* Source text:
Talks to end a month-long sit-in by anti-government protesters in Pakistan remain deadlocked after authorities arrested dozens of demonstrators. The South Asian country has been facing political turmoil over the past weeks ever since opposition politicians Imran Khan and Tahir-ul Qadri led mass demonstrations against the democratically elected government of PM Nawaz Sharif, whom they accuse of incompetence and rigging last year's parliamentary vote.
The ongoing unrest is also the reason why China's President Xi Jinping postponed a trip to the country this week, a visit in which both nations were expected to sign deals worth 34 billion USD. Moreover, monsoon floods ravaged more than 3000 villages in parts of Pakistan-controlled Kashmir and the Punjab province, in which more than 300 people are reported to have died.

* What is asked:
Continue the news text on Pakistan's political unrest and floods from the point where it ends.

* Dataset content:
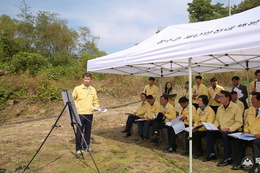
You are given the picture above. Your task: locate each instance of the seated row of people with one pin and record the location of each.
(228, 119)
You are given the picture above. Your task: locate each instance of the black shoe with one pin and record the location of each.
(237, 167)
(210, 157)
(169, 150)
(124, 131)
(127, 135)
(155, 136)
(140, 139)
(225, 162)
(198, 154)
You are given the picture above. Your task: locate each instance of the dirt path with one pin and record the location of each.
(112, 152)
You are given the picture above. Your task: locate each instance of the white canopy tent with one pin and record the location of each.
(227, 44)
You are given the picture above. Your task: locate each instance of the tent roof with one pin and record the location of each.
(227, 44)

* Output of the task:
Athar Hussain, Director of the Asia Research Centre at the London School of Economics, says in a DW interview that while the ongoing protests have effectively almost totally paralyzed the functioning of the government, the floods have devastated parts of the country's agricultural heartland, a key area for economic growth which could lead to billions of USD in damages. But in order to tackle the key issues undermining growth, the government must implement reforms, he adds.
DW: What impact have the weeks-long protests had on Pakistan's economy?
The protests have completely paralyzed the working of the central government in Islamabad. Many of the government's ministries cannot function, and the prime minister is working from his country house rather than the capital.
But it is important to point out that the turmoil hasn't had much of an economic impact as the Pakistani government hadn't been doing much to improve the economy even before the protests kicked off. So the shutdown of government has not had a drastic effect on the state of the economy.
Chinese President Xi Jinping postponed his visit to Pakistan due to anti-government protests. 34 billion USD of deals were scheduled to be signed during Xi's visit. What effect is this likely to have on Pakistan's economy?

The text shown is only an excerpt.